◆ **Study text**:
>>>>>

Sesame oil: Powerful anti-oxidant, lowers blood pressure

The cultivation of sesame, commonly known as til ka tel or gingelly oil, is believed to have started in China. It is now native to India, Myanmar and Mexico. Sesame oil owes its unique properties to its balanced fatty acid profile, its powerful antioxidants, high Vitamin E and phyto-estrogen (lignan) content.

It is equally rich in mono-unsaturated fatty acids, MUFA, (41.5 per cent) and poly-unsaturated fatty acids, PUFA, (43.8 per cent), and it is low in saturated fats (14.6 per cent). This conforms very well to guidelines for fats and oils.

Besides fats, sesame oil is also rich in Vitamin E (40 milligrams per 100 grams), which is a good anti-oxidant. Vitamin E, besides being good for normal growth, development, skin and immunity, also protects sesame oil from rancidity, thus contributing to its long shelf life. Vitamin E also gives sesame oil an anti-ageing effect and helps it prevent chronic diseases such as cancer.

Even if sesame oil is refined, it is fine oil because of its high level of stable anti-oxidants. These anti-oxidants improve its taste. Roasted sesame oil resists rancidity due to anti-oxidants formed during seed roasting. It is popular in South India. Japanese people prepare a mix of table salt and crushed sesame seeds called Gomasia, which makes an excellent salt substitute and can help reduce blood pressure.

There are many variations in the colour of sesame oil: cold-pressed sesame oil is almost colourless, while Indian sesame oil is golden and Chinese sesame oil is a dark brown colour. Sesame oil has a high smoke point, and is suitable for frying, while heavy (dark) sesame oil (from roasted sesame seeds) has a low smoke point, and is unsuitable for frying. It is used for seasoning, particularly in East Asian cuisine.

Sesaminol inhibits lipid peroxidation (rancidity of fats), and reduces susceptibility to oxidative stress and free radical cell damage. A novel synergistic effect of sesame lignans happens with Vitamin E, which prevents the breakdown of the vitamin. This explains why sesame oil has anti-ageing properties and promotes longevity.

<<<<<

◆ **Problems to solve**:
a: For each statement below, state whether it agrees with the sesame oil text, answering yes or no and quoting the deciding words of the text exactly: (i) Sesame oil is low in saturated fats. (ii) Heavy (dark) sesame oil is suitable for frying. (iii) Cold-pressed sesame oil is golden in color.
b: Extract the passage of the sesame oil text from "The cultivation of" up to and including "phyto-estrogen (lignan) content.", reproducing it word for word.
Rely solely on the sesame oil text above.

◆ **Source material**:
>>>>>

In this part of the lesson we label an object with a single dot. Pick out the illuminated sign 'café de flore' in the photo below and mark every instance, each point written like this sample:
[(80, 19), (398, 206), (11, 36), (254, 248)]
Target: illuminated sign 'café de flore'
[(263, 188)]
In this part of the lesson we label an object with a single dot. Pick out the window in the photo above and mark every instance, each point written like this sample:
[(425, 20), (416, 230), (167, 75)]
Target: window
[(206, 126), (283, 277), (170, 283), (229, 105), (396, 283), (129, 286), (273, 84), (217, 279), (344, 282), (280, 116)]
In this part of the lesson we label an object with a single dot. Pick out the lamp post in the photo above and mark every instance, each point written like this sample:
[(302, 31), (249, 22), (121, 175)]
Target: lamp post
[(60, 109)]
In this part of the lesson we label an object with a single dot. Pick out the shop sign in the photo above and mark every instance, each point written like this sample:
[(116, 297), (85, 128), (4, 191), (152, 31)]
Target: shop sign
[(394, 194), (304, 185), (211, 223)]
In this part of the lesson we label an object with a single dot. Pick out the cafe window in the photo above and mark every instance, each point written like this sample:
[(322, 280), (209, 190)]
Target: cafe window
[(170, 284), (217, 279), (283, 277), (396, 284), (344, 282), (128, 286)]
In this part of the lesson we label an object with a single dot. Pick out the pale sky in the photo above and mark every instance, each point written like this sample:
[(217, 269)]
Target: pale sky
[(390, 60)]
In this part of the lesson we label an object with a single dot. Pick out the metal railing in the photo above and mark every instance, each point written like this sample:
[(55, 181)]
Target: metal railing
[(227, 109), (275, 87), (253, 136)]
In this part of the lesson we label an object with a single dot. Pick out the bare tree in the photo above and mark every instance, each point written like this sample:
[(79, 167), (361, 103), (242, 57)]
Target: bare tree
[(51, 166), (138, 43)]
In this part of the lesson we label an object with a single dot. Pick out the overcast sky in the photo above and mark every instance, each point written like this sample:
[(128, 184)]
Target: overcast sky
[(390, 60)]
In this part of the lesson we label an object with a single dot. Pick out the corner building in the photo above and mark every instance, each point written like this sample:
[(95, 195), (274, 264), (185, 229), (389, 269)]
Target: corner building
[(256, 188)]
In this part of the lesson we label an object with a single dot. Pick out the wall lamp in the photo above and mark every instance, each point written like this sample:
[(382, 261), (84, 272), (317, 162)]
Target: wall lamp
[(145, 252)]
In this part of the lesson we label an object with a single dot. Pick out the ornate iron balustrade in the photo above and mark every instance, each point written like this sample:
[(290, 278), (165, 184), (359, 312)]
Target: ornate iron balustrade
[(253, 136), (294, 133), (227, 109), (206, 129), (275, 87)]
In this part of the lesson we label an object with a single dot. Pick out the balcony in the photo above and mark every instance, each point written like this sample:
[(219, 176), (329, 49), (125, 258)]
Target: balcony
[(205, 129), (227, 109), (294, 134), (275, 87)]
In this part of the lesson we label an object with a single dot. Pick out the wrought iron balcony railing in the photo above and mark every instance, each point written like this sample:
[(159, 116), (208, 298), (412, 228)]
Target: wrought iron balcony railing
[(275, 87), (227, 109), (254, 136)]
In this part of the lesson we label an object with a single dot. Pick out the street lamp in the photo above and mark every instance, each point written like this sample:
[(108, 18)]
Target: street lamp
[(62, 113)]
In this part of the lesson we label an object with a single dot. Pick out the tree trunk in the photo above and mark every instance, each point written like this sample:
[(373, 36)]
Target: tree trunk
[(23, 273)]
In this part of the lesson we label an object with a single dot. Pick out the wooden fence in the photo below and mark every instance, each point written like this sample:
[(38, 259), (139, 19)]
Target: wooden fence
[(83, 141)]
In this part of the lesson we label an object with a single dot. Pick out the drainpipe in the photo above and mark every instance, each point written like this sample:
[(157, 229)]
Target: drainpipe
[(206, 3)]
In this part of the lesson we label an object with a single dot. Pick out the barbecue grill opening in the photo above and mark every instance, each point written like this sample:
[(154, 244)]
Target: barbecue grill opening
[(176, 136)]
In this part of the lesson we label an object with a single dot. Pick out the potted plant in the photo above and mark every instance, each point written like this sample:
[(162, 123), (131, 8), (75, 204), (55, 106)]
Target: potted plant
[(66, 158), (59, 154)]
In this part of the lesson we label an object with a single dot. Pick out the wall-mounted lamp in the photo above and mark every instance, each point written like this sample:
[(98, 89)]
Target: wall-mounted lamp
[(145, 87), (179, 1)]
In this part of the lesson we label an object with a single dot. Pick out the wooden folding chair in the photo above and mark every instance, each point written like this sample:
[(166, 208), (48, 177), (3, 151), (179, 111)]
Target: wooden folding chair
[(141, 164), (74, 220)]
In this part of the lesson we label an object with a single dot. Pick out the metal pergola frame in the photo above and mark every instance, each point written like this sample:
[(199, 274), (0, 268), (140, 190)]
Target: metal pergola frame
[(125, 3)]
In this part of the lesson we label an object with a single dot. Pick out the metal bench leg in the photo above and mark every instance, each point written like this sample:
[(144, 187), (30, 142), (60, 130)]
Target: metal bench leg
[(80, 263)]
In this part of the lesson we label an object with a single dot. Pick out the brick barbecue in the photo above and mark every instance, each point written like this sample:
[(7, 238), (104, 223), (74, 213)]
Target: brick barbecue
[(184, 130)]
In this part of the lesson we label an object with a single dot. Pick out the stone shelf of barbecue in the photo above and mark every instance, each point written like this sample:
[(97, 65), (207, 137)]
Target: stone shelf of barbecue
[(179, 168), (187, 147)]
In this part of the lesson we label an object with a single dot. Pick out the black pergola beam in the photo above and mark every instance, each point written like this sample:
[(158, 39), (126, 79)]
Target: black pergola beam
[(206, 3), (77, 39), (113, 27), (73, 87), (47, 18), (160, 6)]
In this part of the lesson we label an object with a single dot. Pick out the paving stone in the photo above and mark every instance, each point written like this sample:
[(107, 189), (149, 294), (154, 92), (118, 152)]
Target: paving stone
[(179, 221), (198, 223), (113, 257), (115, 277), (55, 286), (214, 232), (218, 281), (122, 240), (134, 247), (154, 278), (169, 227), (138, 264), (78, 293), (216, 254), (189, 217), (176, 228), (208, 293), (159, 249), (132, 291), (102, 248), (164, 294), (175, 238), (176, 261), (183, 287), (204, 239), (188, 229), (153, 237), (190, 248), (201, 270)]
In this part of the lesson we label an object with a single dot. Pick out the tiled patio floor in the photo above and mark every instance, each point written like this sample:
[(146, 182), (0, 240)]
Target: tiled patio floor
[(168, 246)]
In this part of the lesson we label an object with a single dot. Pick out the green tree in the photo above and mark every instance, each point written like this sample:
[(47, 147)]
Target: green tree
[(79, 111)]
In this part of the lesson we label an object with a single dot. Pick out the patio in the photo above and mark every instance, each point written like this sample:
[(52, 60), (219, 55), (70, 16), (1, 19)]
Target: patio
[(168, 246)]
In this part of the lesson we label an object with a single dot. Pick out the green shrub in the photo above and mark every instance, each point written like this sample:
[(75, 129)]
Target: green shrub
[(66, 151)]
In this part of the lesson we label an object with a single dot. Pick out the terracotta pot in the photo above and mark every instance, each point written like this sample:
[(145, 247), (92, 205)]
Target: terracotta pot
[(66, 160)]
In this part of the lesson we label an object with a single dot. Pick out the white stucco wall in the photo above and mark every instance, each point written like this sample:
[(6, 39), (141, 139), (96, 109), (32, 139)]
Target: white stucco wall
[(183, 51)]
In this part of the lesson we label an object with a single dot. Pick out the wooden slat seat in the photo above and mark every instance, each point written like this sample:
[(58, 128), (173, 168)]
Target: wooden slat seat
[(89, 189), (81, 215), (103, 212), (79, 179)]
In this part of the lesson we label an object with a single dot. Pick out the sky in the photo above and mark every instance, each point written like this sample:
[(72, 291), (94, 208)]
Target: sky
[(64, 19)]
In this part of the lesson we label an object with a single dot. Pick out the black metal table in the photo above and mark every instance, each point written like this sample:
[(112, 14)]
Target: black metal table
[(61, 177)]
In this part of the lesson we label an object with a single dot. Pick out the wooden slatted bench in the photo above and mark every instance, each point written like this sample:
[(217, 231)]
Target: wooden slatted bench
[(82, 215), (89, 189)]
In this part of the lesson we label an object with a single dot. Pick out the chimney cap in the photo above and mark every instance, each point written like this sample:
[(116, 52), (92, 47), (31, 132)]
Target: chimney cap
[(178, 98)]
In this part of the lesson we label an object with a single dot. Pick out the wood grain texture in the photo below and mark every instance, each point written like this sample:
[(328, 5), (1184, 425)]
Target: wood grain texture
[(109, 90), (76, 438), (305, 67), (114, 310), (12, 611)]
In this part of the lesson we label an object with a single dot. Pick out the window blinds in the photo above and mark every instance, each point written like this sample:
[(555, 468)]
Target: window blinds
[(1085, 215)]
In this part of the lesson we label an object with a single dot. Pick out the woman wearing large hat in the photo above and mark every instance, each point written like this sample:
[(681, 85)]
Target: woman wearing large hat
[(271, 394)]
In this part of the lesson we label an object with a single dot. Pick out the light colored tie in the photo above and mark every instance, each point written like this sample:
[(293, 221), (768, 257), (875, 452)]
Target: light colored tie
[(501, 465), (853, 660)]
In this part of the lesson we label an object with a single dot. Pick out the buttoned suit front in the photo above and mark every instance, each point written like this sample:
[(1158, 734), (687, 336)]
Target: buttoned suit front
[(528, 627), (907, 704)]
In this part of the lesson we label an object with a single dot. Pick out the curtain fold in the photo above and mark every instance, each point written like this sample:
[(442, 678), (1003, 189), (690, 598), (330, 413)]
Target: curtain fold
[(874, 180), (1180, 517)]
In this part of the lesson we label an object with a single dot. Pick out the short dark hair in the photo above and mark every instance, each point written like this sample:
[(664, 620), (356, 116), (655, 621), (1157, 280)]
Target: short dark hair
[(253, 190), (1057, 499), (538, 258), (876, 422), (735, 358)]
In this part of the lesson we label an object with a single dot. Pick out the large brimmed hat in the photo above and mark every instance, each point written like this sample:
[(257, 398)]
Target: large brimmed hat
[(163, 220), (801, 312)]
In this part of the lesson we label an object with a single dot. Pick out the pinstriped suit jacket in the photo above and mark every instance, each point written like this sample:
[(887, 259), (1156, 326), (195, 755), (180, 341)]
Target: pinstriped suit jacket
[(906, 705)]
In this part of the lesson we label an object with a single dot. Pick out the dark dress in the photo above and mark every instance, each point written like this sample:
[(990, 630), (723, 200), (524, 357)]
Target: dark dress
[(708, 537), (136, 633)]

<<<<<

◆ **Outputs for the tasks**:
a:
(i) Yes: "it is low in saturated fats (14.6 per cent)".
(ii) No: "heavy (dark) sesame oil (from roasted sesame seeds) has a low smoke point, and is unsuitable for frying".
(iii) No: "cold-pressed sesame oil is almost colourless".

b:
The cultivation of sesame, commonly known as til ka tel or gingelly oil, is believed to have started in China. It is now native to India, Myanmar and Mexico. Sesame oil owes its unique properties to its balanced fatty acid profile, its powerful antioxidants, high Vitamin E and phyto-estrogen (lignan) content.